(RECORD EXCERPTS begins)
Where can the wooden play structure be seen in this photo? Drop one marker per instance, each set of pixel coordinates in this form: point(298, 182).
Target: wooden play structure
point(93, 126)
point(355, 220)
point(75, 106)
(RECORD EXCERPTS ends)
→ **DESCRIPTION OF THE TASK**: Copy the records above, keeping each line identical.

→ **RESULT BELOW**:
Where can the wooden play structure be seen in this photo? Drop one marker per instance, each set of pixel coordinates in this form: point(298, 182).
Target: wooden play structure
point(93, 126)
point(355, 220)
point(75, 106)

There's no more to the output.